**Kaynak metin**
Furkan Sûresi 58. Ayet

وَتَوَكَّلْ عَلَى الْحَيِّ الَّذ۪ي لَا يَمُوتُ وَسَبِّـحْ بِحَمْدِه۪ۜ وَكَفٰى بِه۪ بِذُنُوبِ عِبَادِه۪ خَب۪يراًۚۛ  ...

Sen, o ölümsüz ve daima diri olana (Allah’a) tevekkül et. O’nu her türlü övgüyle yücelterek tesbih et. Kullarının günahlarından hakkıyla haberdar olarak O yeter!
 
Sıra Kelime Anlamı Kökü
1 وَتَوَكَّلْ ve tevekkül et و ك ل
2 عَلَى
3 الْحَيِّ diri olana ح ي ي
4 الَّذِي öyle ki o
5 لَا asla
6 يَمُوتُ ölmez م و ت
7 وَسَبِّحْ ve tesbih et س ب ح
8 بِحَمْدِهِ O’nu överek ح م د
9 وَكَفَىٰ ve kafidir ك ف ي
10 بِهِ O’nun
11 بِذُنُوبِ günahlarını ذ ن ب
12 عِبَادِهِ kullarının ع ب د
13 خَبِيرًا bilmesi خ ب ر
 
Yüce Allah, türlü varlıkları kendilerine put edinme dalâletine düşmekten kurtulup davet edildikleri İslâm’ın kurtarıcı ilkelerini benimseyen, inanç ve yaşayışını bu ilkeler çerçevesinde düzenleyen müminler için resulü Muhammed’i bir müjdeci; bâtıl inançlara ve kirli bir hayata kendilerini kaptırıp gidenler için de uyarıcı olarak göndermiştir; Peygamber’in biricik görevi budur, bundan başka bir gayesi yoktur. O, davetine karşılık kişisel bir amaç, bir çıkar beklemez ve beklememiştir; tek beklediği şey, 57. âyetin ifadesine göre insanların özgür kararlarıyla Allah yolunu seçip bu yolda yürümeleridir. Nitekim Mekkeli putperestlerin ileri gelenleri çeşitli vesilelerle, bu davasından vazgeçmesi karşılığında kendisine dilediği kadar servet vermek, başlarına lider yapmak, en güzel kadınlarla evlendirmek gibi cazip tekliflerde bulunmuşlar; fakat o, bu teklifleri kesinlikle reddetmiş; 52. âyette geçen “İnkârcılara boyun eğme, onlara karşı bütün gücünle mücadeleni sürdür” buyruğu uyarınca tebliğ ve irşad görevini kararlılıkla sürdürmüş; 58. âyetteki buyruk uyarınca daima Allah’a dayanıp güvenmiş, O’ndan aldığı güçle tek başına giriştiği bu mücadeleyi, başladığı gündeki kararlılık ve cesaretiyle ömrünün sonuna kadar sürdürmüş; en sonunda Allah ona, vaad ettiği (Fetih 110/1-2) zaferleri, fetihleri nasip etmiş; insanların kitleler halinde Allah’ın dinine girdiği günleri kendisine göstermiştir. “Kullarının günahlarından haberdar olma konusunda O kendi kendine yeterlidir” cümlesi, Allah’ın, hiçbir bilgi vasıtasına ihtiyaç duymadan, diğer bütün varlık ve olaylar gibi insanların yapıp ettiklerinden de haberdar olduğunu, dolayısıyla insanların günahlarının da O’nun bilgisi dışında gerçekleşemeyeceğini ifade etmekte, böylece bu ifade insanlar için bir uyarı anlamı taşımaktadır. Kur'an Yolu Tefsiri Cilt: 4 Sayfa: 133
 

وَتَوَكَّلْ عَلَى الْحَيِّ الَّذ۪ي لَا يَمُوتُ وَسَبِّـحْ بِحَمْدِه۪ۜ 

 

وَ  atıf harfidir. Matuf ve matufun aleyhin hükümde ortak olduğunu belirtir. İkisi arasında tertip (sıra) olduğunu göstermez. Vav ile yapılan atıfta matuf ve matufun aleyh yer değiştirebilir. (Arapça Dilbilgisi Ayetlerle Nahiv Bilgisi)

**Yapılacak iş**
Furkan Sûresi 58. ayetle ilgili metne göre şu soruları cevaplayın:
(a) Kelime tablosunda يَمُوتُ kelimesine hangi anlam verilmiştir?
(b) Mekkeli putperestlerin ileri gelenleri, davasından vazgeçmesi karşılığında Peygamber'e neler teklif etmiştir?
(c) Alıntılanan Kur'an Yolu Tefsiri'nin cilt ve sayfa numarası nedir?

Konum belirleme girdileri:
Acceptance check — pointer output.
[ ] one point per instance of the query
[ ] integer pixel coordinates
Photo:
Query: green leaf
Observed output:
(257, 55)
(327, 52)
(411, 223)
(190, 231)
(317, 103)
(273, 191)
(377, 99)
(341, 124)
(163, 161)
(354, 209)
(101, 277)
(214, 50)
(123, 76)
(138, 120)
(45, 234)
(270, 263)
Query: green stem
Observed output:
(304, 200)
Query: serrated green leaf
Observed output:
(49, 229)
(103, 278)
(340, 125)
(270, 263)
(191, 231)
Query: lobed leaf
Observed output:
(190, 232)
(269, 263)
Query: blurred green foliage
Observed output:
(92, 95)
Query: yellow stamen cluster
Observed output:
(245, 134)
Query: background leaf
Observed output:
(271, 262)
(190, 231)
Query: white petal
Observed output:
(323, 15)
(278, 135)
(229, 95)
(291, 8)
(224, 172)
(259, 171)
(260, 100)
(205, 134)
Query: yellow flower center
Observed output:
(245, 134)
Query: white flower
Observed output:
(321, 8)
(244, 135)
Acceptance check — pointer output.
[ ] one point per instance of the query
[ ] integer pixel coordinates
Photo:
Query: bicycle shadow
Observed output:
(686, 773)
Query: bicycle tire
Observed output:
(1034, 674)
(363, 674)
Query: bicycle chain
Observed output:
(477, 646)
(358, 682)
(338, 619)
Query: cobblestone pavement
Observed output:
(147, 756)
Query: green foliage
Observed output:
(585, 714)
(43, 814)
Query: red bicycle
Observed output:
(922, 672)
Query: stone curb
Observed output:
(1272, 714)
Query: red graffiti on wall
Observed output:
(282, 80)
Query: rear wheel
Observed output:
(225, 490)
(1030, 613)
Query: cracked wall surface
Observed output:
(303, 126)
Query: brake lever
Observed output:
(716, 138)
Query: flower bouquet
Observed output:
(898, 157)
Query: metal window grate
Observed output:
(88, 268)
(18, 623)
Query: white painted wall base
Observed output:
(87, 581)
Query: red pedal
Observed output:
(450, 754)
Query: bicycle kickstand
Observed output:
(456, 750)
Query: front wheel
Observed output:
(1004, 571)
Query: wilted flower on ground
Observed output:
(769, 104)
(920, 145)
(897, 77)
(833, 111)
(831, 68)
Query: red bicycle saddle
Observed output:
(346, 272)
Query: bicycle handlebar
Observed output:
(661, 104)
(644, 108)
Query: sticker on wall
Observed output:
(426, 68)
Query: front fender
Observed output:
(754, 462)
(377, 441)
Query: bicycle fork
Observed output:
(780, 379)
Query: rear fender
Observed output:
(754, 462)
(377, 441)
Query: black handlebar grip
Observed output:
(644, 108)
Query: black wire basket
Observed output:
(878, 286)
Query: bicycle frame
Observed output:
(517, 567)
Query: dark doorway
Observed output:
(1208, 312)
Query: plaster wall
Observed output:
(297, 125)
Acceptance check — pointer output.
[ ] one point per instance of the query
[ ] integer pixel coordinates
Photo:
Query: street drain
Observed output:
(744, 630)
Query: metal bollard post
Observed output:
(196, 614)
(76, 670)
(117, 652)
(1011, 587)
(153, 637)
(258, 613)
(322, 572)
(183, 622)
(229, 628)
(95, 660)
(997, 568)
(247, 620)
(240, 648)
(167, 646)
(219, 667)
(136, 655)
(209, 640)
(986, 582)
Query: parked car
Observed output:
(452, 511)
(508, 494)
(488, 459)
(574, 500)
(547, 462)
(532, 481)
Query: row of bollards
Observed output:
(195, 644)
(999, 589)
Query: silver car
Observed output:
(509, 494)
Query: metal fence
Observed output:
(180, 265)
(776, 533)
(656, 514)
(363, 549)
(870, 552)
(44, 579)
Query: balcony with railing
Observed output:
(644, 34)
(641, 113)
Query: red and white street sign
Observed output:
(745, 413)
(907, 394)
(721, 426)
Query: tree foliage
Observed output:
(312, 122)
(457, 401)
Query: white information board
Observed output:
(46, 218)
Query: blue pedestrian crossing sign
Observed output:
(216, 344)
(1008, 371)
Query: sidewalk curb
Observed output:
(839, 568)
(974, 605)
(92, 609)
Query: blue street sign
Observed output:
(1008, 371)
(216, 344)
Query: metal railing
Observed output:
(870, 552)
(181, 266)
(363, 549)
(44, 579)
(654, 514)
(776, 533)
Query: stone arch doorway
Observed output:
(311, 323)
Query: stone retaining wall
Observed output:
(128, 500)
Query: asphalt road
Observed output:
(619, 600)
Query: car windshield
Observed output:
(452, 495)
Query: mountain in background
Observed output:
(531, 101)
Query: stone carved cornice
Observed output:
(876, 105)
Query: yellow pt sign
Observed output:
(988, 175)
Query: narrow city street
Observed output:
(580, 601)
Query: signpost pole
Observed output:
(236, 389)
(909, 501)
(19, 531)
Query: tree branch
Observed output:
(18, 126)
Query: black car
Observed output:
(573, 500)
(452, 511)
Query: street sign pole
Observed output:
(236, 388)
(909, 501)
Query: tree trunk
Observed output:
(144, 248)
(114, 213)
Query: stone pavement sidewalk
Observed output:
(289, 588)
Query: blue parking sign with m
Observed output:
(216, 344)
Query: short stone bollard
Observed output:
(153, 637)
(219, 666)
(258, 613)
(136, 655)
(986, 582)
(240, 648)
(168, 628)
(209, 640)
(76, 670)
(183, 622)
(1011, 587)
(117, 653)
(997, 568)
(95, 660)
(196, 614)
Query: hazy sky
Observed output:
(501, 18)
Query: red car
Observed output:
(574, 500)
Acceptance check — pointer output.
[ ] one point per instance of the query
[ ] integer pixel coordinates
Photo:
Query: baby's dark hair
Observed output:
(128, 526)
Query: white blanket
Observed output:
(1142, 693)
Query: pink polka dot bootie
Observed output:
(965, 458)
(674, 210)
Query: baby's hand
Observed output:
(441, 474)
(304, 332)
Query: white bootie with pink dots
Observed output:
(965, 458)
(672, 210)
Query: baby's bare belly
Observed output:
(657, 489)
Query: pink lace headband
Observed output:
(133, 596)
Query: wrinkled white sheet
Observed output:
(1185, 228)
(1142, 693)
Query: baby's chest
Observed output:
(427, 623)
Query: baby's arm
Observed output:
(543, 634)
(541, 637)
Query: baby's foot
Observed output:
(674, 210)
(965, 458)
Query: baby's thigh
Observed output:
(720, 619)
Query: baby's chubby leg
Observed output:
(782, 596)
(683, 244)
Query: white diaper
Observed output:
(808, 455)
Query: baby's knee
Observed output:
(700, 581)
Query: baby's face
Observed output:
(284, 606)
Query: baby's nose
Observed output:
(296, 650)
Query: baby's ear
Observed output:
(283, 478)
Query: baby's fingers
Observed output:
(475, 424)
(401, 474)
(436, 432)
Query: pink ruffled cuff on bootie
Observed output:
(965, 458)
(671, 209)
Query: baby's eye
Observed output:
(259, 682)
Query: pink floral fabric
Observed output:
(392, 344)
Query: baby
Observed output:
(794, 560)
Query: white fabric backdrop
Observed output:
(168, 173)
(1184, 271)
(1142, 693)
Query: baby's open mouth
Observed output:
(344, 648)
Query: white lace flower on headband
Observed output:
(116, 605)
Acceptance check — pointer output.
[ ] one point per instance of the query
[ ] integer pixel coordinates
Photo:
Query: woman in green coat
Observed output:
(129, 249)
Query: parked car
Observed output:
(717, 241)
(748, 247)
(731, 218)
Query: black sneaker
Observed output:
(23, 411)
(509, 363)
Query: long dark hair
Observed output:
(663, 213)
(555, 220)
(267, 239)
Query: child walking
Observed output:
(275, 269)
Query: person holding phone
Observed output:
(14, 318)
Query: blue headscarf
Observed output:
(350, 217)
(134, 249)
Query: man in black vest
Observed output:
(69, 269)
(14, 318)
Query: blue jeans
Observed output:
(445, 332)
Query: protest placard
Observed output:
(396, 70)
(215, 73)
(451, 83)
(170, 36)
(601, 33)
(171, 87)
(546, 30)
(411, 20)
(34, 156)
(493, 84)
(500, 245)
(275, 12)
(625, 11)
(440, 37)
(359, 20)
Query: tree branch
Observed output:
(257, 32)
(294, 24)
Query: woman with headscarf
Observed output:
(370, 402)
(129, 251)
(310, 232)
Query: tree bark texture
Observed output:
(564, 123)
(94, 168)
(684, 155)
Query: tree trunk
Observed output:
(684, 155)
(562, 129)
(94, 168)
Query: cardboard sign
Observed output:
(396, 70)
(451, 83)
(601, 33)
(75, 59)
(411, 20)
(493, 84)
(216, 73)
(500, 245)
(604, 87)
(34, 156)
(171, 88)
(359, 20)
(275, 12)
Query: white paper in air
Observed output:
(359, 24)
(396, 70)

**Çözümlü cevap**
(a) ölmez
(b) Dilediği kadar servet vermeyi, onu başlarına lider yapmayı ve en güzel kadınlarla evlendirmeyi teklif etmişlerdir.
(c) Cilt 4, sayfa 133